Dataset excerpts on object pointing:

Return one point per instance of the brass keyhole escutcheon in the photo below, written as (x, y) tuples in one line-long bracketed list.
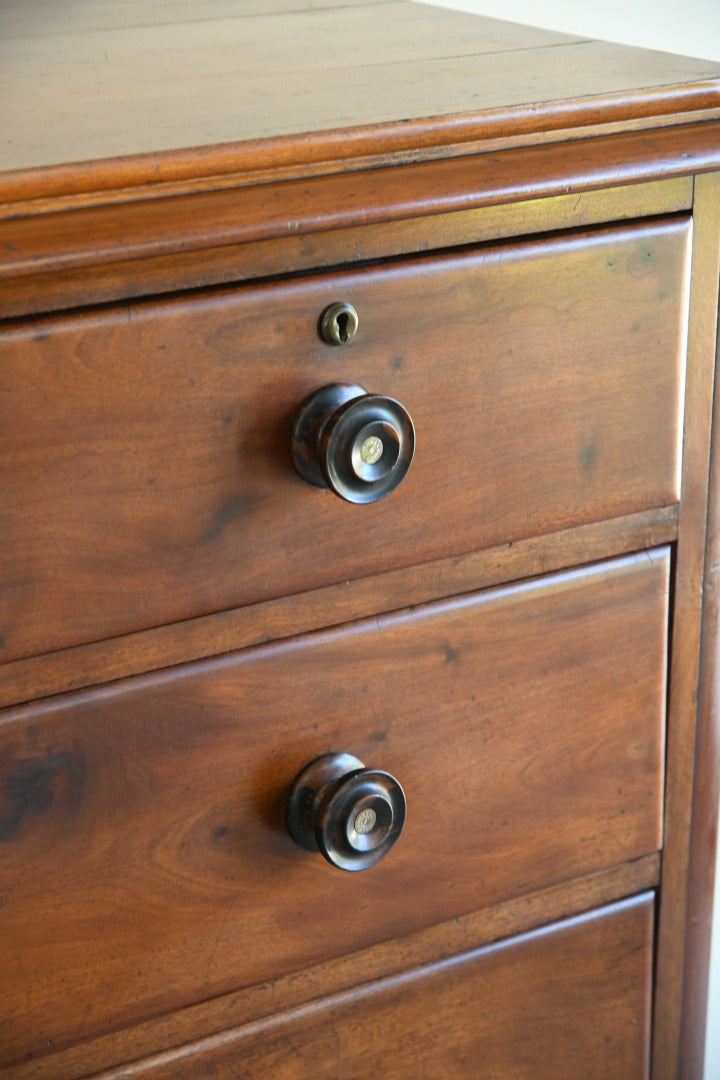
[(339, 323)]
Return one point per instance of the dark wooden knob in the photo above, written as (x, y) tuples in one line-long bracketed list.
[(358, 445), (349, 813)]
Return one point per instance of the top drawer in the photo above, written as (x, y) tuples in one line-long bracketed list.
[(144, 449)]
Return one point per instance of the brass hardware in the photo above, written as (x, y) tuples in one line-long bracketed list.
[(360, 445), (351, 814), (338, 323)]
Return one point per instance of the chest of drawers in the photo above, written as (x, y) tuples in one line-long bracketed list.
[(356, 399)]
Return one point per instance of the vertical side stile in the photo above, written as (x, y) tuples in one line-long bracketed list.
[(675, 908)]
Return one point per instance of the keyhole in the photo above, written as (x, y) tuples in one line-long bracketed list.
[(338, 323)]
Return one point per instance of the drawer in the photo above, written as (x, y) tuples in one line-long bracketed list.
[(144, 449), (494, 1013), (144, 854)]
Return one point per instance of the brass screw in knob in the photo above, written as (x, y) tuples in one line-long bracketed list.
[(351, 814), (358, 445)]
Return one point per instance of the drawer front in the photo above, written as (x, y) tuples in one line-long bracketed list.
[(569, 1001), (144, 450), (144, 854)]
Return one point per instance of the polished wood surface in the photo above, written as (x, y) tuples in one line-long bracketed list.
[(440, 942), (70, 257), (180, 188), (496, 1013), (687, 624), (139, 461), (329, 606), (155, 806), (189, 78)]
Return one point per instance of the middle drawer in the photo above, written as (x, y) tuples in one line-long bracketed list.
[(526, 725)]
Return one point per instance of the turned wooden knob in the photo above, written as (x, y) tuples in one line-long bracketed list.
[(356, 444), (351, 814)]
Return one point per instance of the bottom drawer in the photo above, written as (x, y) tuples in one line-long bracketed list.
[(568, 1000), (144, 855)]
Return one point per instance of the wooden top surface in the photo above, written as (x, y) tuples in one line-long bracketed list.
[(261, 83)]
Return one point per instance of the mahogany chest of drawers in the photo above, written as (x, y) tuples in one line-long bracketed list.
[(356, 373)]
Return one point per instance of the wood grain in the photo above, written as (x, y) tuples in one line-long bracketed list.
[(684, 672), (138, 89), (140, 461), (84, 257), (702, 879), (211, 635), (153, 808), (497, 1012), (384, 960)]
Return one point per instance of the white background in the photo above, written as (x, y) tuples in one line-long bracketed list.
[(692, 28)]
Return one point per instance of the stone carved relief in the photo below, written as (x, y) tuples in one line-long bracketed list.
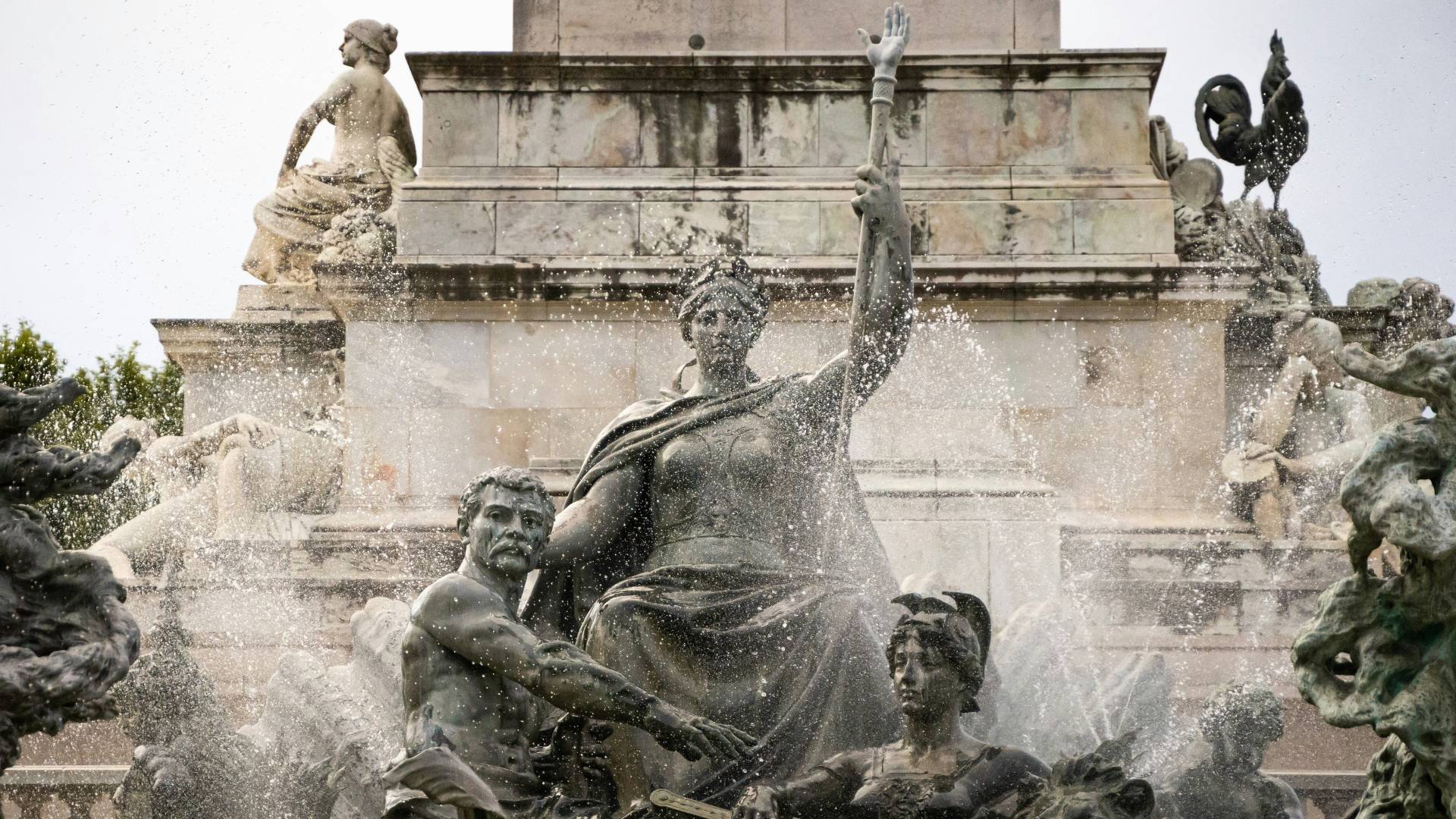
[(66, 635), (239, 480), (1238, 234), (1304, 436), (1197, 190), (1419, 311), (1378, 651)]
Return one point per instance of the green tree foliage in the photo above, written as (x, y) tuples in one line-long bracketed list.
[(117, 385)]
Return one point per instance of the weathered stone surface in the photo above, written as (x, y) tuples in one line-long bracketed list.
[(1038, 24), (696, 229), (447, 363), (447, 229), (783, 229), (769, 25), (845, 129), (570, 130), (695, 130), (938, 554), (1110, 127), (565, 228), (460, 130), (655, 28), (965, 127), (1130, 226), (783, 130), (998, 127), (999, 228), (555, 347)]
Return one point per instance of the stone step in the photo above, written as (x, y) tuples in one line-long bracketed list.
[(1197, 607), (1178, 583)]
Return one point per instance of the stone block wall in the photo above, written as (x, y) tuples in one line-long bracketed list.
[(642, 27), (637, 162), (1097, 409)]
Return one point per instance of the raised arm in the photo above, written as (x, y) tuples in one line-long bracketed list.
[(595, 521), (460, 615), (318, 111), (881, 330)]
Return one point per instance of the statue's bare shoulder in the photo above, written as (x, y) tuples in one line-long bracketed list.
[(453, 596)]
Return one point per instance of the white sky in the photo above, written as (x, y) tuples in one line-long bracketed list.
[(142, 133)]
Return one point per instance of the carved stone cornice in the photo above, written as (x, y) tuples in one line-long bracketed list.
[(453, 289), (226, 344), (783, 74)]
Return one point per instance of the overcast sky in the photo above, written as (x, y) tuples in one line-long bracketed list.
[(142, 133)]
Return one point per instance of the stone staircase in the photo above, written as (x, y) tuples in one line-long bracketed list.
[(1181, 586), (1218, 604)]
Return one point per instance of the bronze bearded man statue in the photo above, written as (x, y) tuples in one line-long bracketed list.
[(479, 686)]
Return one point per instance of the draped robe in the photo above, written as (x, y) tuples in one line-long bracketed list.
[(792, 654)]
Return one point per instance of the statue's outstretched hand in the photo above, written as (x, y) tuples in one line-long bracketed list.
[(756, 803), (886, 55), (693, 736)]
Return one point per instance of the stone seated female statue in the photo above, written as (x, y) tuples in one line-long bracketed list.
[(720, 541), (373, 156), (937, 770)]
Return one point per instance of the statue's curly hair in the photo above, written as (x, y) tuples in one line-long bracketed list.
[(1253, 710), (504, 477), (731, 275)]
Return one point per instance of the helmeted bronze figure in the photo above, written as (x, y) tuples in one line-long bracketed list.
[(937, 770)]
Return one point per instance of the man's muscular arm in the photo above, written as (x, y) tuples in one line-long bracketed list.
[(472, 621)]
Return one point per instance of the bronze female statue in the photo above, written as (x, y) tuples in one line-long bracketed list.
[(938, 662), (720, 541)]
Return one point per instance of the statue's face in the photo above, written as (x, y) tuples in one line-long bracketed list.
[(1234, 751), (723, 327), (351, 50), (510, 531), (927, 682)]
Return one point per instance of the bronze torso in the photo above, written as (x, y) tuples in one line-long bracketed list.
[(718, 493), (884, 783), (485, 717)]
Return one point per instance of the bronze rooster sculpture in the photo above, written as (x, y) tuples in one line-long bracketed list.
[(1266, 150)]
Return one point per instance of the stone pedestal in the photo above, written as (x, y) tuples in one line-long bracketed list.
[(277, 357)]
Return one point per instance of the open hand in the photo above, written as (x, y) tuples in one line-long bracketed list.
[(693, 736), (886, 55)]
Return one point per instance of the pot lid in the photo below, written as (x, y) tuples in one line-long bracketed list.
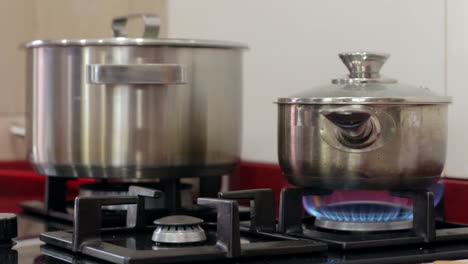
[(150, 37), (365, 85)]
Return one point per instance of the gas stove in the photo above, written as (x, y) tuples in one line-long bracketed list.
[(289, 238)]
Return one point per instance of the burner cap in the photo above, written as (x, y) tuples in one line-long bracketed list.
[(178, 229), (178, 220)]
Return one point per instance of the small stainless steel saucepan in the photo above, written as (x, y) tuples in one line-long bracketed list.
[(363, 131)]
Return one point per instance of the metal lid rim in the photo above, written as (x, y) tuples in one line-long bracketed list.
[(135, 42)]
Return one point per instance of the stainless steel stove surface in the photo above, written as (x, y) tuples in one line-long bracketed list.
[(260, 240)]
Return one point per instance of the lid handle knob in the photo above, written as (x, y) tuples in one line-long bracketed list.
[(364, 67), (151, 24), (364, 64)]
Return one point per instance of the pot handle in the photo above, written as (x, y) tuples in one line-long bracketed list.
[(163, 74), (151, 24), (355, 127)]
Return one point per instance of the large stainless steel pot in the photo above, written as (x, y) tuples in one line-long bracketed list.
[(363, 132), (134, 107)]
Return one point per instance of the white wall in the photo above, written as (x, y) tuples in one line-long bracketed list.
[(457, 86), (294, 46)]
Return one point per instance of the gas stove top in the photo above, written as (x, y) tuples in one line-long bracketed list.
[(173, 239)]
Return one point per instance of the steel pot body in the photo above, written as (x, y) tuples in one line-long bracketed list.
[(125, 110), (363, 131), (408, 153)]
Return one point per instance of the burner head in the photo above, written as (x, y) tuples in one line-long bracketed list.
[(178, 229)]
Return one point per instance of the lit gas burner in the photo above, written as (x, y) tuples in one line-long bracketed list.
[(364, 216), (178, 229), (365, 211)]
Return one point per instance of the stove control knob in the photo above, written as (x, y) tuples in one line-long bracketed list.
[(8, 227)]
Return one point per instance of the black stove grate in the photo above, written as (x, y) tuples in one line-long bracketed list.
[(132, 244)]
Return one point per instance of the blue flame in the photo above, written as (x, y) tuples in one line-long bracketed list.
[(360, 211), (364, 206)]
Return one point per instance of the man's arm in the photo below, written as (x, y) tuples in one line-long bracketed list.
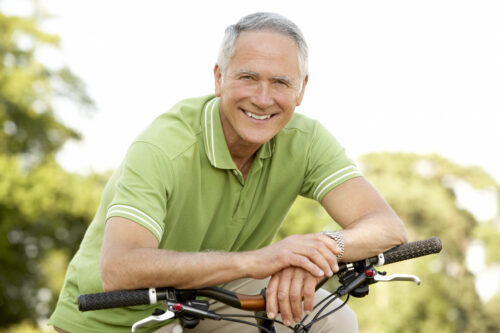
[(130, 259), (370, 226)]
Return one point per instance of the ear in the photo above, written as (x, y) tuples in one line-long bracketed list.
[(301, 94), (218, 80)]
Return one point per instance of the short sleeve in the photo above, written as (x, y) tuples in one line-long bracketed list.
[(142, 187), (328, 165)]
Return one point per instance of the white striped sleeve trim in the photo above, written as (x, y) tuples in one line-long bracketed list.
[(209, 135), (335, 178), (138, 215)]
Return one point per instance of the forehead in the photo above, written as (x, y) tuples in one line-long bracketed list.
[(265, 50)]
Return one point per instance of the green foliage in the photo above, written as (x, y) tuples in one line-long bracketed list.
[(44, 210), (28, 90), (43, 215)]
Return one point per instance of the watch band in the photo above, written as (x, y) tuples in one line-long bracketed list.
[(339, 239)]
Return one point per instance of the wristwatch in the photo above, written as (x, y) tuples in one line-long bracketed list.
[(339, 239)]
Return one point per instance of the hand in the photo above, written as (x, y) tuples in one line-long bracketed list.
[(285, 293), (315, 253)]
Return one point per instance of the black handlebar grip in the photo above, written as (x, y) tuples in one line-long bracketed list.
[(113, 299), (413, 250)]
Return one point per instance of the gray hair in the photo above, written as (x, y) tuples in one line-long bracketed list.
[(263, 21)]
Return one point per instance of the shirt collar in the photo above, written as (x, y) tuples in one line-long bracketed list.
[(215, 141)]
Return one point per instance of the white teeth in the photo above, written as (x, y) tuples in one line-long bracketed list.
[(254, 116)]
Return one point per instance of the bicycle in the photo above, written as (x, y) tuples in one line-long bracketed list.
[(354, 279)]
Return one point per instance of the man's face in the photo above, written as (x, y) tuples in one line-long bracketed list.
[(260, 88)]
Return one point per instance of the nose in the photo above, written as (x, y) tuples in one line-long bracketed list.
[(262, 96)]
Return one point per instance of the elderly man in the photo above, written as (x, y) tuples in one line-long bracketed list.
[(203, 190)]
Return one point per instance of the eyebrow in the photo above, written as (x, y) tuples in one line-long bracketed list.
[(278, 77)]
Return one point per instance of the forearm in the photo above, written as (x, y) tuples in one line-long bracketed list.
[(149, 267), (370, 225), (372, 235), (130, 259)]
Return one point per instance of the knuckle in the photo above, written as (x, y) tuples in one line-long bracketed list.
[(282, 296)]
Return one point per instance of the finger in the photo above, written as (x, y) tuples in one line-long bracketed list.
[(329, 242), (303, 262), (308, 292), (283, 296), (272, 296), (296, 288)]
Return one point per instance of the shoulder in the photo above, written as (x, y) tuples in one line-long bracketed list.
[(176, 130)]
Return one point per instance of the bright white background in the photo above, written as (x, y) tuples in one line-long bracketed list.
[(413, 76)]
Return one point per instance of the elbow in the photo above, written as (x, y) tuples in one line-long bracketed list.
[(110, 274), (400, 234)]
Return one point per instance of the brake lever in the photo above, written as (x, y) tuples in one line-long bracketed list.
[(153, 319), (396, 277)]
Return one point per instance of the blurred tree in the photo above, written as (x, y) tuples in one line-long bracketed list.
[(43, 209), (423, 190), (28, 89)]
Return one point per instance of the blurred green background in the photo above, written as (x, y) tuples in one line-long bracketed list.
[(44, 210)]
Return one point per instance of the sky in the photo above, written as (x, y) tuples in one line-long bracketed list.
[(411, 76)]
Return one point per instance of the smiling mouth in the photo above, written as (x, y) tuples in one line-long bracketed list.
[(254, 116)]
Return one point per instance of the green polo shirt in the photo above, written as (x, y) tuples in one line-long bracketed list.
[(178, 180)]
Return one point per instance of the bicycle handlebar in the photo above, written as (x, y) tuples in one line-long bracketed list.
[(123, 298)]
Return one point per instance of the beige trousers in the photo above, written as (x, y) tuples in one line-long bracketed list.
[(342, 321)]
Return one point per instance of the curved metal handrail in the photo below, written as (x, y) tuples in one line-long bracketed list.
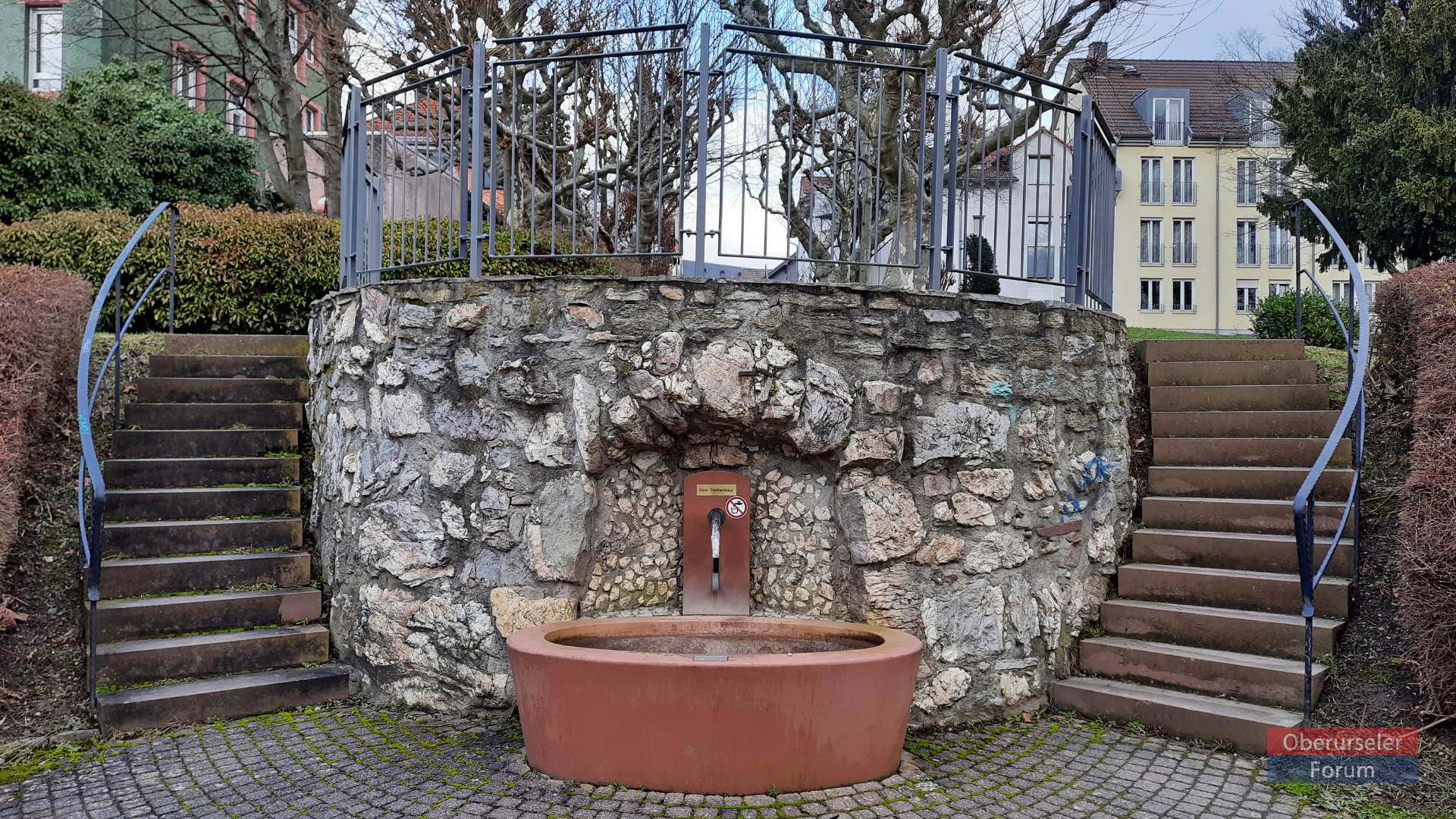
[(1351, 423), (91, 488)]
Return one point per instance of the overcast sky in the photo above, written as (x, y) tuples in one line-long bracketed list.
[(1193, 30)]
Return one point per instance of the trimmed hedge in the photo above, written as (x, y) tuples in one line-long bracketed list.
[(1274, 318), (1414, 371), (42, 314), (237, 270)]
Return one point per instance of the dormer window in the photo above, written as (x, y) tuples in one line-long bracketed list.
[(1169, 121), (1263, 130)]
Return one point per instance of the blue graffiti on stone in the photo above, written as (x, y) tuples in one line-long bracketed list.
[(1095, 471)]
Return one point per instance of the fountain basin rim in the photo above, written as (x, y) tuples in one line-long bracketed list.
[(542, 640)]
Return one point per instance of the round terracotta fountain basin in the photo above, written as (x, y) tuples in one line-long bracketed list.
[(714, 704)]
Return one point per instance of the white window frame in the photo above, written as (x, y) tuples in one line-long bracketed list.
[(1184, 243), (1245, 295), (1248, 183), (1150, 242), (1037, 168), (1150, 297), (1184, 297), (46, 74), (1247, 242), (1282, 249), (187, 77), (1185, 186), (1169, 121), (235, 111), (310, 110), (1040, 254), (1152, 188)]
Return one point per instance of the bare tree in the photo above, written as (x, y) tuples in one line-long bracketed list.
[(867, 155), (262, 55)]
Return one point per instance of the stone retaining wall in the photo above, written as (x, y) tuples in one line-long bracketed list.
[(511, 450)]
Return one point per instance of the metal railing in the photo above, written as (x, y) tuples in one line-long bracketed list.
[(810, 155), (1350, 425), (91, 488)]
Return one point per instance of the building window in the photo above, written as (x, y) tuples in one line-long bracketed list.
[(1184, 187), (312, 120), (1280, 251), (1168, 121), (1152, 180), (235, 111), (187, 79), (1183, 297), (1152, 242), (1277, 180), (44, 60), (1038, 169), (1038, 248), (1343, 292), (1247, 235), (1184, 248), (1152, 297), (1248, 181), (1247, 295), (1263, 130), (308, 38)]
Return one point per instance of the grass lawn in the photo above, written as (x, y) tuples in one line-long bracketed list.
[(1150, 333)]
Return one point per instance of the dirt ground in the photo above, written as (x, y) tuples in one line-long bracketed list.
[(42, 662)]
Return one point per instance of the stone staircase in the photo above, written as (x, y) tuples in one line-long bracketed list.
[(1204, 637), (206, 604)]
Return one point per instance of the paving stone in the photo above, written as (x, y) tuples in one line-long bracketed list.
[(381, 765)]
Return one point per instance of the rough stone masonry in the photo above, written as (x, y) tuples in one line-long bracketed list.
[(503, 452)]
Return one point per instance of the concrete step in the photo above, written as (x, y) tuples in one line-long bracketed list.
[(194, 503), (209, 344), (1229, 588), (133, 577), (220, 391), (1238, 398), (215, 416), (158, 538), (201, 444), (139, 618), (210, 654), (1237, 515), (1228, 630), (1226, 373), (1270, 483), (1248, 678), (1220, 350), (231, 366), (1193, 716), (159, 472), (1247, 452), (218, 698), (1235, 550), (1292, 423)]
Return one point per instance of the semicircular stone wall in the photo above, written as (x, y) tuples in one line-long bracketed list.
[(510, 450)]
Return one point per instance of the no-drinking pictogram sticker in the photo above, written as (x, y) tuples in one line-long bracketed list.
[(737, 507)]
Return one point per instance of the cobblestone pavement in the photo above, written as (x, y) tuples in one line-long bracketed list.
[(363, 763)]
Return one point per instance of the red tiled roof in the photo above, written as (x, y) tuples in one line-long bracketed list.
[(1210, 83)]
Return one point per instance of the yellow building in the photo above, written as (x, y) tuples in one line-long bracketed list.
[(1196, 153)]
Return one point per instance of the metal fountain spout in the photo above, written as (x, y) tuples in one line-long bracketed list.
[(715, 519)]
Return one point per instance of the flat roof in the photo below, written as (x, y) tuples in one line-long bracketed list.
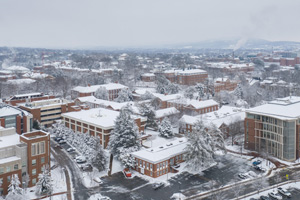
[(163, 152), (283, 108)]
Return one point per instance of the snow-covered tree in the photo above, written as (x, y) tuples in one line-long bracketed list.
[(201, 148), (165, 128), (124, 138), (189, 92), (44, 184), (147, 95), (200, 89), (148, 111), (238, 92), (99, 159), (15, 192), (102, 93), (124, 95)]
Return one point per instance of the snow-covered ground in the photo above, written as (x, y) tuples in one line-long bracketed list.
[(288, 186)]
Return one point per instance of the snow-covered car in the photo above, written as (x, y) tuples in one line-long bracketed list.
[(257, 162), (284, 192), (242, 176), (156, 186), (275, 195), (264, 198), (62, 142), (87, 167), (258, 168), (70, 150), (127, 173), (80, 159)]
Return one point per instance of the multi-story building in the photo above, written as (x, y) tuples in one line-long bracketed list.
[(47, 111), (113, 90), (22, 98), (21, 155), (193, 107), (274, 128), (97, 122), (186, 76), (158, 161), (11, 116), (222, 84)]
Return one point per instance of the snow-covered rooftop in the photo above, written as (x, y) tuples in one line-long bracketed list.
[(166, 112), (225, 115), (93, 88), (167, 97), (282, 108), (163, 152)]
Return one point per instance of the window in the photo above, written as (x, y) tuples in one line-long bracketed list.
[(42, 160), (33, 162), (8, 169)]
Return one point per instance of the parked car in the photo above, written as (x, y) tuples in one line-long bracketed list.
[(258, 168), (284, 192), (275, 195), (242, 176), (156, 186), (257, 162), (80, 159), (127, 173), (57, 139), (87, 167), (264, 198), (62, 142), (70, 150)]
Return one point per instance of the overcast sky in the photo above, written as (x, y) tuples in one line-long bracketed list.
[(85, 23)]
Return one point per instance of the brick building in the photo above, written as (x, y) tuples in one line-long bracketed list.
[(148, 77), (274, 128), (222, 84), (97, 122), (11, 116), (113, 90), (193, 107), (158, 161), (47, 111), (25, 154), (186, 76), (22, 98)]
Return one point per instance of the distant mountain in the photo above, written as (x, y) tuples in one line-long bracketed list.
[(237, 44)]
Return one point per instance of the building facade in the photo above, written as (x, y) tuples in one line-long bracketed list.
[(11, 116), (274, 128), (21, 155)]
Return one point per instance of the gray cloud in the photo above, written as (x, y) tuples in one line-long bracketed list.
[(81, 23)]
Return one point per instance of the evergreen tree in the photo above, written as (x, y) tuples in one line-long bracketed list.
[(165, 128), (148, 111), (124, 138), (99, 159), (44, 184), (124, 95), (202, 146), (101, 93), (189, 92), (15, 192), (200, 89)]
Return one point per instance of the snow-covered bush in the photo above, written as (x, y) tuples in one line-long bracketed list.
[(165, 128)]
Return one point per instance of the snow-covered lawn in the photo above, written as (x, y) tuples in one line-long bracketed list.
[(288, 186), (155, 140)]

# CHALLENGE
Write out the items from the start through the line holding "[(356, 399)]", inclusive, with the requests kept and every coordinate in the answers shifted by -128. Leave the pictures out.

# FULL ANSWER
Return one point per instance of the brass keyhole escutcheon in the photo below, written as (x, y) tuples in one line-long bracketed list.
[(211, 195)]
Return one point per instance of the dark wooden knob in the photo above, written as (x, y) tuples in one line-long bracketed list.
[(230, 317), (221, 685)]
Return one point per instance of the top drawer in the photo above, written as (x, y) tuples in one line-long bracketed list.
[(16, 321)]
Return one point per instance of the brass hardware in the photo above, written as (x, y) tuples in one line-long bracketed list.
[(232, 317), (223, 686), (210, 195)]
Return one point per instance of the chest of drawers in the photo above, written as (x, y) tuples in one line-long bracketed list.
[(228, 271)]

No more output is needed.